### TEXT FOR ANALYSIS
──────────────────────────────
ABSTRACT
Pancreatic Ductal Adenocarcinoma (PDAC) is a highly lethal disease and is expected to become the second
leading cause of cancer-associated-death in the US by the year 2025. Targeted therapeutics have failed to
provide a significant survival advantage over the standard of care. With an intensified focus on immunotherapy,
immune checkpoint blockade (ICB) therapies alone have been insufficient for PDAC, which often displays a non-
immunogenic “cold” tumor phenotype that lacks cytotoxic T lymphocyte (CTL) infiltration, thus incapable of
invoking an immune response. To this point, we have learned that multiple biological and molecular aspects of
PDAC contribute to ICB efficacy; including antigenicity, immunogenicity, and the tumor microenvironment.
Finding targeted therapeutics to increase these aspects of immunity and increase intratumoral T cell infiltration
are essential for improving immunotherapeutic applications for PDAC.
Obesity is a prominent risk factor for development of PDAC as well as more advanced disease. Obesity
is well evidenced to drive local adipose inflammation, but also contributes to systemic inflammation. Our recent
findings indicate adipose derived cytokines directly modulate the transcriptional profile of PDAC cells.
Specifically, we found that stimulation of PDAC cells with adipose conditioned media promoted anti-immunogenic
chemokine secretion of tumor-derived CXCL5, which is a ligand of the CXCR1/2 receptors that typically regulates
myeloid recruitment and/or activation. While clinical trials targeting the CXCR1/2 receptors with pharmacologic
inhibitors have entered clinical trials, their efficacy in PDAC is questionable due to broad receptor expression
and conflicting results. In comparison, our studies have demonstrated that depleting tumor derived CXCL5, one
of many CXCR1/2 ligands, is sufficient to promote intratumoral CTL infiltration and prime the tumor for checkpoint
inhibition in the setting of obesity.
──────────────────────────────
### THINGS TO DO
[a] Translate this sentence from the abstract on pancreatic cancer into Spanish: "Obesity is a prominent risk factor for development of PDAC as well as more advanced disease."
[b] In the abstract on pancreatic cancer, replace "CXCL5" with "CXCL1" throughout the passage between "Specifically, we found" and "setting of obesity.", inclusive, and write out the result.
[c] According to the abstract on pancreatic cancer, why is the efficacy in PDAC of pharmacologic inhibitors that target the CXCR1/2 receptors questionable? Answer in one to three sentences.
──────────────────────────────
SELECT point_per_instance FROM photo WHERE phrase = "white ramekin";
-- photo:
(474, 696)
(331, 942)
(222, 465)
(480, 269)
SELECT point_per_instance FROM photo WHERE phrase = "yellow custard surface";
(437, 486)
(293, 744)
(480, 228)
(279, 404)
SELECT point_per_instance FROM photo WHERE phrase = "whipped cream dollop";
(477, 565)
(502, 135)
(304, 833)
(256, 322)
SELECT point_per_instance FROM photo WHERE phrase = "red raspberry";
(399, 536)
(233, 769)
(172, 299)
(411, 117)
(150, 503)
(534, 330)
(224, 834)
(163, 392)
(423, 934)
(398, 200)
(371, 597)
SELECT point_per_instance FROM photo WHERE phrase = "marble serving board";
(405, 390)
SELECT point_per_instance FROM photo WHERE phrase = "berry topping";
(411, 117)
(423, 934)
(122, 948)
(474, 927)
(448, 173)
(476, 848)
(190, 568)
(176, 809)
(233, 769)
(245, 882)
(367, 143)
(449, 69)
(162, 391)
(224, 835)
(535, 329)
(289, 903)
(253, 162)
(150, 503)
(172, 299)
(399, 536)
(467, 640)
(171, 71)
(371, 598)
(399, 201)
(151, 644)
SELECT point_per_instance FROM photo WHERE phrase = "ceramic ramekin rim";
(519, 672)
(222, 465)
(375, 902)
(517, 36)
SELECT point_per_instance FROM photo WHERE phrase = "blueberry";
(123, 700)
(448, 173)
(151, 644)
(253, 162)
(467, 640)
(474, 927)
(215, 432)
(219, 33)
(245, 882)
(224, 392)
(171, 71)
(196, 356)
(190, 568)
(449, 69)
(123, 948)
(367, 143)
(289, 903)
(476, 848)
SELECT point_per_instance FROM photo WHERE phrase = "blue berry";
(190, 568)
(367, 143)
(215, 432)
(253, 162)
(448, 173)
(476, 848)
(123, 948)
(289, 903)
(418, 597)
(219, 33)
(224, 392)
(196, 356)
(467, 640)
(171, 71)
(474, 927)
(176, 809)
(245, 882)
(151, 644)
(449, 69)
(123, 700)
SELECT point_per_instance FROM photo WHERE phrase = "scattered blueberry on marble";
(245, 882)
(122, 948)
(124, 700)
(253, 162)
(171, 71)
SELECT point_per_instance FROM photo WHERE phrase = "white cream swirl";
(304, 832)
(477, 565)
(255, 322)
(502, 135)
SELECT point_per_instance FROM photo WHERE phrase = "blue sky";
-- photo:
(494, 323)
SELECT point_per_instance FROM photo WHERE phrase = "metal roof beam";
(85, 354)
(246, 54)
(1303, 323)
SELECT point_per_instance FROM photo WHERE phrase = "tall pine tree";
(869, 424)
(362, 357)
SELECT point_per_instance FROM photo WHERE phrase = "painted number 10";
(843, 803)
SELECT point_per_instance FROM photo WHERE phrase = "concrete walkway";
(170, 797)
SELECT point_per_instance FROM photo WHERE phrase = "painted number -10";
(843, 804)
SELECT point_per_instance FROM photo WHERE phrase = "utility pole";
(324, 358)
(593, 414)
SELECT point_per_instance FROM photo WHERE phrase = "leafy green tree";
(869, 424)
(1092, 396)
──────────────────────────────
### ANSWERS GIVEN
[a] La obesidad es un factor de riesgo importante para el desarrollo del PDAC, así como de una enfermedad más avanzada.

[b]
Specifically, we found that stimulation of PDAC cells with adipose conditioned media promoted anti-immunogenic
chemokine secretion of tumor-derived CXCL1, which is a ligand of the CXCR1/2 receptors that typically regulates
myeloid recruitment and/or activation. While clinical trials targeting the CXCR1/2 receptors with pharmacologic
inhibitors have entered clinical trials, their efficacy in PDAC is questionable due to broad receptor expression
and conflicting results. In comparison, our studies have demonstrated that depleting tumor derived CXCL1, one
of many CXCR1/2 ligands, is sufficient to promote intratumoral CTL infiltration and prime the tumor for checkpoint
inhibition in the setting of obesity.

[c] Their efficacy in PDAC is questionable because the CXCR1/2 receptors are broadly expressed and the results have been conflicting.